> [EXERCISE REQUIREMENTS]:
Below are the records. Restate word for word every line from the one that contains "the white picket" through the final line, both included.

> [ENTRIES PROVIDED]:
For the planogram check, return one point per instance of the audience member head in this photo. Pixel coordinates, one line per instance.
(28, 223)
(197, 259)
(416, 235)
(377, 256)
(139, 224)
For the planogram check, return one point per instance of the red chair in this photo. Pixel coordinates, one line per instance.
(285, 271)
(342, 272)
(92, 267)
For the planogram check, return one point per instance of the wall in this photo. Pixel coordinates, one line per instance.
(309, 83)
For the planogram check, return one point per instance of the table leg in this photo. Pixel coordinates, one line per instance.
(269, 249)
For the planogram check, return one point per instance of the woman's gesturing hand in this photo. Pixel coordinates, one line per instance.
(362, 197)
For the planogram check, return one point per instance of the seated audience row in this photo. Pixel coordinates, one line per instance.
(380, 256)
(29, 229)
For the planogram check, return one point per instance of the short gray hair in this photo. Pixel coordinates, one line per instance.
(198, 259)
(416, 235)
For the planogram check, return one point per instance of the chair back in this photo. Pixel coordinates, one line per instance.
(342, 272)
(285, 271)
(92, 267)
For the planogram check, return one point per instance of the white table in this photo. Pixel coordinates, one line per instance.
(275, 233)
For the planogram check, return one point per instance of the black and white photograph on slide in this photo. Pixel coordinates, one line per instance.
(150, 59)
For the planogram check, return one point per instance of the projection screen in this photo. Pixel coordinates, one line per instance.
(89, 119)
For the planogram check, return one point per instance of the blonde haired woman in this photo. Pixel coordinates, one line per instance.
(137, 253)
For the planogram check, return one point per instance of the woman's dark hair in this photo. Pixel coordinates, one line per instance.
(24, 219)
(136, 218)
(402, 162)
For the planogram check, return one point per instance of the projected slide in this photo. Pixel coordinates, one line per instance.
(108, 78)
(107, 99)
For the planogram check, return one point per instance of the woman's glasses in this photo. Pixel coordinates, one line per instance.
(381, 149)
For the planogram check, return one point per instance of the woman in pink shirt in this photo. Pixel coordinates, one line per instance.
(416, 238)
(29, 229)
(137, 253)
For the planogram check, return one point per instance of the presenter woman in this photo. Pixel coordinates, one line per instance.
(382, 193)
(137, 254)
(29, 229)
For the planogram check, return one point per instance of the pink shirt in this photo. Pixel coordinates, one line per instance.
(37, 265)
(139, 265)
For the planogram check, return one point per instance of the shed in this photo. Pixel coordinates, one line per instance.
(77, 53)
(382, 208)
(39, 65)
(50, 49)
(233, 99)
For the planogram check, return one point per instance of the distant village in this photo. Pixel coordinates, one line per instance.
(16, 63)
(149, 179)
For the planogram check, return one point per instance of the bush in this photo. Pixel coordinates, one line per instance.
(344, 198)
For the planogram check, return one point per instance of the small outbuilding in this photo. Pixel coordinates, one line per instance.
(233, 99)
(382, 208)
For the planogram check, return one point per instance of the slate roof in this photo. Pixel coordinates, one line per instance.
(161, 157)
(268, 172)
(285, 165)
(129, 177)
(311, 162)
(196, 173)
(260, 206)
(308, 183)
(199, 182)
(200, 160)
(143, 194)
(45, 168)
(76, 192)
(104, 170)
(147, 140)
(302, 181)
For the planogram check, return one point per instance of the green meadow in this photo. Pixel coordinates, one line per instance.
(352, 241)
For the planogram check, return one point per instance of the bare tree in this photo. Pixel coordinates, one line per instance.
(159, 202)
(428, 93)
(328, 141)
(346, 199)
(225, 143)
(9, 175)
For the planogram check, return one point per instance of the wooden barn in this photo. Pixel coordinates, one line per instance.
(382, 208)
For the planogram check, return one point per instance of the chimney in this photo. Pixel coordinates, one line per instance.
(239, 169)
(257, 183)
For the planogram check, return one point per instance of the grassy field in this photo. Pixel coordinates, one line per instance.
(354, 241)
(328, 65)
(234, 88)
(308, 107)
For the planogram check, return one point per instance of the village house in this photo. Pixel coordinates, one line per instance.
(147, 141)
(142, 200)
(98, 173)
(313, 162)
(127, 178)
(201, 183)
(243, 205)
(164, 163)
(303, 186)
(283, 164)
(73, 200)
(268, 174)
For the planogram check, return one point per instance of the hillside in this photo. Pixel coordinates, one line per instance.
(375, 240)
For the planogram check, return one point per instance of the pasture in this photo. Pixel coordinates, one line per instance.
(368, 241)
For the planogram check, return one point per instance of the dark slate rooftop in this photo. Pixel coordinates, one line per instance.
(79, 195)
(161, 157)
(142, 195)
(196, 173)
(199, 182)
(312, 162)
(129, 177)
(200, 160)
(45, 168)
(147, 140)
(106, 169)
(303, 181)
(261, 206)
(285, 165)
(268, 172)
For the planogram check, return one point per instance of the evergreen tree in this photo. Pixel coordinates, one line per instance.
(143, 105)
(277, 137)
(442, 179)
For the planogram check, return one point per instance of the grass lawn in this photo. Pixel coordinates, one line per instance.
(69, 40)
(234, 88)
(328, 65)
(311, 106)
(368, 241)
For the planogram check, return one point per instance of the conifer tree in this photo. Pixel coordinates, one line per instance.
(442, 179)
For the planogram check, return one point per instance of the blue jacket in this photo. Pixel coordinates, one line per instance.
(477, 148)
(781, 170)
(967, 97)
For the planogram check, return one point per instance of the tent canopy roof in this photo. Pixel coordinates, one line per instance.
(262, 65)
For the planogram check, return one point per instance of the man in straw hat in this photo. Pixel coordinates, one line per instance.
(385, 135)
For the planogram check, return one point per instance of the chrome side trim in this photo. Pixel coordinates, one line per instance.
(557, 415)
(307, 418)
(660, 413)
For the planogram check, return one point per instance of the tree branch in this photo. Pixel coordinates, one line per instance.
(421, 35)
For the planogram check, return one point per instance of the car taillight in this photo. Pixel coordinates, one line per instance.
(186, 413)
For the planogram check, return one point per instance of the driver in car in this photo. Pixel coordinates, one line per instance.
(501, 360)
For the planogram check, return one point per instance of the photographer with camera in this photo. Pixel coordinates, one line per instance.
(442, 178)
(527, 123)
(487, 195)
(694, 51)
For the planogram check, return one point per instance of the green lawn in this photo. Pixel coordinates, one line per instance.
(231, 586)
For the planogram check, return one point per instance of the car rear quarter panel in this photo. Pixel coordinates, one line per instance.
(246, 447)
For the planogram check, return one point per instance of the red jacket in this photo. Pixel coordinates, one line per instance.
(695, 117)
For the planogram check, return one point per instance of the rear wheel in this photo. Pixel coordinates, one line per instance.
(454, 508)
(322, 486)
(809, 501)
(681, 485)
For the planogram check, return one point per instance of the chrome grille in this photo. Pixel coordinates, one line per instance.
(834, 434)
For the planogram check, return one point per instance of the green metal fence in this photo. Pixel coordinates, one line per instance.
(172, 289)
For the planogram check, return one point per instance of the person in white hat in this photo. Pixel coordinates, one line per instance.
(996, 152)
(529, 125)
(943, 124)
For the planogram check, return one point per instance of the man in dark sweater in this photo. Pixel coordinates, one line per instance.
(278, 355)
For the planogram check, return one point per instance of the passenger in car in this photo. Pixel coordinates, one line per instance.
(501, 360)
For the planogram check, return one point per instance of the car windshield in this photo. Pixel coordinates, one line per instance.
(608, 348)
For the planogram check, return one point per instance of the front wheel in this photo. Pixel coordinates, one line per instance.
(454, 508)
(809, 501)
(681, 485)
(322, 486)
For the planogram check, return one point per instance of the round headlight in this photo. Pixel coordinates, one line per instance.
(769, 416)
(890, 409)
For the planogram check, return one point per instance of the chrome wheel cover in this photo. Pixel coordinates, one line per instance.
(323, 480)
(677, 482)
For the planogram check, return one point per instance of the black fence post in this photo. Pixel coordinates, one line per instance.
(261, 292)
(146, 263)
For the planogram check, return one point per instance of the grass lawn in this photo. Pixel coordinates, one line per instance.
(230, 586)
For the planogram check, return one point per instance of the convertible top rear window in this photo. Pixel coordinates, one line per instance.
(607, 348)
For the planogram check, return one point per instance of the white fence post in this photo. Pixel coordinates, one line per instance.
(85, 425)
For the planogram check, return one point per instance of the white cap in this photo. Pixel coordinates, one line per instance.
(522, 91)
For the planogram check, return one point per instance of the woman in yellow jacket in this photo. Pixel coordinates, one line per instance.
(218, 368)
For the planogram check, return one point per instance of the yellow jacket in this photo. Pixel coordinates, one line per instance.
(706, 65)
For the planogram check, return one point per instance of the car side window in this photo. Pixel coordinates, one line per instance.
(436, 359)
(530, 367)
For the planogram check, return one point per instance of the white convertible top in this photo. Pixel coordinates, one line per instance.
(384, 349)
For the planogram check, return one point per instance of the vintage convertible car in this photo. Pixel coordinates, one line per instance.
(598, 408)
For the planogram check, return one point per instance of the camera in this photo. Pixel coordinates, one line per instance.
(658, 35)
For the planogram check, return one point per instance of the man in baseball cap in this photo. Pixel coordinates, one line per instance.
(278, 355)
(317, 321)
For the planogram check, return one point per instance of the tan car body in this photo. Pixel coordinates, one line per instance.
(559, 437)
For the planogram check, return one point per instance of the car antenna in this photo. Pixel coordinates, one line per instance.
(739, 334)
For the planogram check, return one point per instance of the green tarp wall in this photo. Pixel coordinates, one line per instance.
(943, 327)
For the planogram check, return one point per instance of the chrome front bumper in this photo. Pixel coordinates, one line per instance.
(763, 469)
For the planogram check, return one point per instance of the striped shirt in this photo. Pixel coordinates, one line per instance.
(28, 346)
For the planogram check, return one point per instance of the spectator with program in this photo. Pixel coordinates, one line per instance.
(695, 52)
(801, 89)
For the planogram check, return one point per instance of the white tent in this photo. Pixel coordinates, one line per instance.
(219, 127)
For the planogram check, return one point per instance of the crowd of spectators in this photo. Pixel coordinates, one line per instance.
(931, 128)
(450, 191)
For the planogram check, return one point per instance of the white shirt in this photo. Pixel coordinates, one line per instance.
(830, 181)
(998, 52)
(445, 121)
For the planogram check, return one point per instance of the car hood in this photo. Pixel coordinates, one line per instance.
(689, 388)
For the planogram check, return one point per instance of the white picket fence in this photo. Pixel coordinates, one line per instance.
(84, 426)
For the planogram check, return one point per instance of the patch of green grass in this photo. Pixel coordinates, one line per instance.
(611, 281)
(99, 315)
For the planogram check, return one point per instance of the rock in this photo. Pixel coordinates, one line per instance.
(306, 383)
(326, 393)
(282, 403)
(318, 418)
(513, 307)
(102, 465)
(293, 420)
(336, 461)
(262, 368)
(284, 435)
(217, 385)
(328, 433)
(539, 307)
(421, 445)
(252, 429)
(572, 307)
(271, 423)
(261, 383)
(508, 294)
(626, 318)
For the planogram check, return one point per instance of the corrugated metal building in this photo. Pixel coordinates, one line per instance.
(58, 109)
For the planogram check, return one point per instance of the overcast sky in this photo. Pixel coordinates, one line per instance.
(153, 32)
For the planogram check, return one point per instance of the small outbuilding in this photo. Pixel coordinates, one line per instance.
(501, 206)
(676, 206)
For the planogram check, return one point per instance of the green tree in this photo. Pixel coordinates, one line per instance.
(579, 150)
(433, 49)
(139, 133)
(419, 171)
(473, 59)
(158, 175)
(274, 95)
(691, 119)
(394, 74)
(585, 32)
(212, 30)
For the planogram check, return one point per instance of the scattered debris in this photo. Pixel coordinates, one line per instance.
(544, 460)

> [RIGHT ANSWER]:
For the planogram check, return one point per instance of the white picket fence in this photo. Pixel coordinates, one line per instance.
(84, 426)
For the planogram check, return one point per instance of the patch of green grass in this photo. Pixel coordinates, one line per instance.
(611, 281)
(99, 315)
For the planogram check, return one point per instance of the rock in this photo. Pixel coordinates, one line per instance.
(306, 383)
(326, 393)
(282, 403)
(318, 418)
(513, 307)
(102, 465)
(293, 420)
(336, 461)
(262, 368)
(284, 435)
(217, 385)
(328, 433)
(539, 307)
(421, 445)
(252, 429)
(572, 307)
(271, 423)
(261, 383)
(508, 294)
(626, 318)
For the planogram check, return one point per instance of the corrugated metal building in this photo. Pixel coordinates, one line per instance.
(58, 109)
For the planogram check, return one point per instance of the overcast sky in this photo. Pixel coordinates, one line per instance.
(153, 32)
For the planogram check, return one point per instance of the small outbuilding in this photo. Pixel coordinates, one line per instance.
(501, 206)
(676, 206)
For the planogram check, return one point per instance of the green tree in this photo. Pixel coordinates, one line per instance.
(579, 150)
(433, 49)
(139, 133)
(419, 171)
(473, 59)
(158, 175)
(274, 95)
(691, 119)
(394, 74)
(585, 32)
(212, 30)
For the planogram check, return one point per instance of the scattered debris in this photo. Pixel coordinates, one line per instance.
(544, 460)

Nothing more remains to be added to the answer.